### Exercise
Print the passage of the Byju's text below from "Let's dive into" to "product onto parents).", word for word.

Let's dive into the operational mechanics of what went wrong, how the smart players pivoted, and how entirely new GTM models (like B2B SaaS for schools) are quietly minting money while the B2C giants bleed.
17. The Byju's Post-Mortem: A GTM Cautionary Tale
You cannot study Indian EdTech GTM without deeply analyzing the rise and fall of Byju's. It is the ultimate business case study in how a brilliant product can be destroyed by an aggressive distribution strategy.
In the beginning, Byju's had a fantastic product proposition: high-quality, visually stunning asynchronous learning videos. But their GTM strategy shifted from "pull marketing" (parents wanting the product) to extreme "push sales" (forcing the product onto parents).
Here is where the GTM broke:
🔴 The Front-Loaded Revenue Trap: Byju's didn't sell a monthly subscription for ₹1,000. Their sales reps pushed parents to buy a 3-year or 5-year package upfront, costing upwards of ₹1 Lakh. This allowed the company to show massive top-line revenue to venture capitalists. But education is not a 5-year upfront purchase.

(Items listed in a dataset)
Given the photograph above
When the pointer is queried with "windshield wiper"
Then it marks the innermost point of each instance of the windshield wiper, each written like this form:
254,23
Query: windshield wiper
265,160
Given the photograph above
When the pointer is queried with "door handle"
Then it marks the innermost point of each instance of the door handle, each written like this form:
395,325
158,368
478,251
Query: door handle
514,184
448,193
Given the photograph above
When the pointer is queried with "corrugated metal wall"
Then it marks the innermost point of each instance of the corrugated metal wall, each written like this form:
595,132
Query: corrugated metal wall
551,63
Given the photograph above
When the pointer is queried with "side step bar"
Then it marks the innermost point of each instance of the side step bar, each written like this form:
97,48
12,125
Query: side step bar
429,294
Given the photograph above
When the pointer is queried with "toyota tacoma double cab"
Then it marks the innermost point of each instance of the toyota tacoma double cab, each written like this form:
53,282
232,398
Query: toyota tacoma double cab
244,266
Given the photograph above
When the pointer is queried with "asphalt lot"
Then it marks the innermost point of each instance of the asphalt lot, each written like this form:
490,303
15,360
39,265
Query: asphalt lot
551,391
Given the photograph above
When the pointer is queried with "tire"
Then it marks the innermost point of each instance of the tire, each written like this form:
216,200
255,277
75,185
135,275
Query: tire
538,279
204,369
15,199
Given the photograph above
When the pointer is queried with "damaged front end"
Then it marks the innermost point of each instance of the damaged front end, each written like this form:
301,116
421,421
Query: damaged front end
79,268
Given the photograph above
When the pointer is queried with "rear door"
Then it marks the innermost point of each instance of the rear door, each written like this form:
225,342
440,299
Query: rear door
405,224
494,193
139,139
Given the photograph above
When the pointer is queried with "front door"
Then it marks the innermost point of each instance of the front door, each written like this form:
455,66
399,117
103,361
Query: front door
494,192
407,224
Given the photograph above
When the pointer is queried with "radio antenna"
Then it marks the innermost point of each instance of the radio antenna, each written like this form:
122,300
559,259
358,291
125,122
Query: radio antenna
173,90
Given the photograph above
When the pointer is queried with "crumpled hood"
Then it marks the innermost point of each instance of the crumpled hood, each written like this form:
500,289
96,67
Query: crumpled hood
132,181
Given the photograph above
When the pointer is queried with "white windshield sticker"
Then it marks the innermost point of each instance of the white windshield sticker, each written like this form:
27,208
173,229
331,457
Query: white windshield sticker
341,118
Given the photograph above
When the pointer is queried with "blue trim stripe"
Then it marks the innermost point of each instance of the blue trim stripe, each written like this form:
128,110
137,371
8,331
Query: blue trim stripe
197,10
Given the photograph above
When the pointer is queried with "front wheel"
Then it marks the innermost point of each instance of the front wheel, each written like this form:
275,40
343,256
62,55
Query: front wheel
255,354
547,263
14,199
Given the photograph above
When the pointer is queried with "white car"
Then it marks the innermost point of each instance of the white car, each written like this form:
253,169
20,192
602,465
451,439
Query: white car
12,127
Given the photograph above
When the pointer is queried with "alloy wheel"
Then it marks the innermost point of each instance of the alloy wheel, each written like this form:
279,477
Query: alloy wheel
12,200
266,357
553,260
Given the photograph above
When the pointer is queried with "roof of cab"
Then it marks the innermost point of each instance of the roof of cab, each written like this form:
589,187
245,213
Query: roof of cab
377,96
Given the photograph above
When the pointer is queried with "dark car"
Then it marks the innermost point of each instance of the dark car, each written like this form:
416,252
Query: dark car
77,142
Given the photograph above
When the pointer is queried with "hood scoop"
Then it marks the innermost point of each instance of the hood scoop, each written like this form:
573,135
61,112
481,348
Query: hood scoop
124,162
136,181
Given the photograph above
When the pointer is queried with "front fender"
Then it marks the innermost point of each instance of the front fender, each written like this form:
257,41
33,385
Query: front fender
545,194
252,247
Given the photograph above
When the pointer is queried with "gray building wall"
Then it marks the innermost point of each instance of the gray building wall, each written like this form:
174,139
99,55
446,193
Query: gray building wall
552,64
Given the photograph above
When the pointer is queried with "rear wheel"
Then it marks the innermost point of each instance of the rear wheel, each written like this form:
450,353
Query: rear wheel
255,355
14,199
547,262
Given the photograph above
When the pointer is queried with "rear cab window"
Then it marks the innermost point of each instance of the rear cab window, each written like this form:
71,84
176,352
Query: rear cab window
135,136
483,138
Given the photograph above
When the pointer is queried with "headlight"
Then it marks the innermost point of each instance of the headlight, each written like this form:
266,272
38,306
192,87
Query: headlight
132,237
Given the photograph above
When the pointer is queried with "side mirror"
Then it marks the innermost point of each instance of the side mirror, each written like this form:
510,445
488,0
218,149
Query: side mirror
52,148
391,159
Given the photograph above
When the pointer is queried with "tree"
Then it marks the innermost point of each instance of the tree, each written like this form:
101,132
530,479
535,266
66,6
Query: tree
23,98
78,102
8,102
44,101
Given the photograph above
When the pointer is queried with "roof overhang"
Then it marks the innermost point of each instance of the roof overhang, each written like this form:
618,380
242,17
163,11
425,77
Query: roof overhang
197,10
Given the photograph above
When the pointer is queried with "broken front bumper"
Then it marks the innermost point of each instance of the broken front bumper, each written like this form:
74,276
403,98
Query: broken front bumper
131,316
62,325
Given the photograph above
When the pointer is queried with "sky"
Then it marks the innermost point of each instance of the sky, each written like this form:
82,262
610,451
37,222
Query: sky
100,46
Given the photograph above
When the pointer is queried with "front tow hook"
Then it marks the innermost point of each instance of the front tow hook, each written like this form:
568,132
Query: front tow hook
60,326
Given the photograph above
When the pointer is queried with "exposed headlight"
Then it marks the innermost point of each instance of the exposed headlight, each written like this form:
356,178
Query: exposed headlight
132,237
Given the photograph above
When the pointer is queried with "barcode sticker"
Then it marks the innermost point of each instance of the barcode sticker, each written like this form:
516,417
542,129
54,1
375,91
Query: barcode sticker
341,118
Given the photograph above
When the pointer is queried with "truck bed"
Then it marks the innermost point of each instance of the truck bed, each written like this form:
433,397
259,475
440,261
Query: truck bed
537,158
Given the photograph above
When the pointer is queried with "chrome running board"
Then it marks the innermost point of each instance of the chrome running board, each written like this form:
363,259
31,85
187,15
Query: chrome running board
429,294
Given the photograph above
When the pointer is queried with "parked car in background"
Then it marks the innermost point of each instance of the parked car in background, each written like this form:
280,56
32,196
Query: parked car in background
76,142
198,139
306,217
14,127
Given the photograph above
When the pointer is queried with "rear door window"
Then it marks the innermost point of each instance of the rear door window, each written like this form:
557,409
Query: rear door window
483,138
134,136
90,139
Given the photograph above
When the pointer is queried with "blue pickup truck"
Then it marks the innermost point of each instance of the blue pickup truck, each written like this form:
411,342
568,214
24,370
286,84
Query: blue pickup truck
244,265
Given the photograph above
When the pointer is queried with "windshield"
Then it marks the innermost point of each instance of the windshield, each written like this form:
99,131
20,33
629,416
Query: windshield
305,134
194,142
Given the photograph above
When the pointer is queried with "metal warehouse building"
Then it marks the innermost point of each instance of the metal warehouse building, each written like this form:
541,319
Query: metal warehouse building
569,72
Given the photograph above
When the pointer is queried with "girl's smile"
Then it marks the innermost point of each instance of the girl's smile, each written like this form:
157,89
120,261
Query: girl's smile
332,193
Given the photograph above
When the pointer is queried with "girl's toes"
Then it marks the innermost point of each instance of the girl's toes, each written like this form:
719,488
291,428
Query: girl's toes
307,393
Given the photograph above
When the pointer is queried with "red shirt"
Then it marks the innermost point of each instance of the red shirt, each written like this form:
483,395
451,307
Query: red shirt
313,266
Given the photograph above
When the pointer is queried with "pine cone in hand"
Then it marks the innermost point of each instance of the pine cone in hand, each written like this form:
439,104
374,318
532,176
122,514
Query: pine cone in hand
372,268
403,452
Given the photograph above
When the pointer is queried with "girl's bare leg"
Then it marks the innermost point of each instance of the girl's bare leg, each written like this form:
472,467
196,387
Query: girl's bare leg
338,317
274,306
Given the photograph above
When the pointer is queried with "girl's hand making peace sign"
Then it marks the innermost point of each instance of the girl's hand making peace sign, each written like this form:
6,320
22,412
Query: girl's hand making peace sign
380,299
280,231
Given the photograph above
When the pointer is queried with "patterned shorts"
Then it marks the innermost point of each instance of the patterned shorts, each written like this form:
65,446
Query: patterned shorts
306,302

### Problem solution
Let's dive into the operational mechanics of what went wrong, how the smart players pivoted, and how entirely new GTM models (like B2B SaaS for schools) are quietly minting money while the B2C giants bleed.
17. The Byju's Post-Mortem: A GTM Cautionary Tale
You cannot study Indian EdTech GTM without deeply analyzing the rise and fall of Byju's. It is the ultimate business case study in how a brilliant product can be destroyed by an aggressive distribution strategy.
In the beginning, Byju's had a fantastic product proposition: high-quality, visually stunning asynchronous learning videos. But their GTM strategy shifted from "pull marketing" (parents wanting the product) to extreme "push sales" (forcing the product onto parents).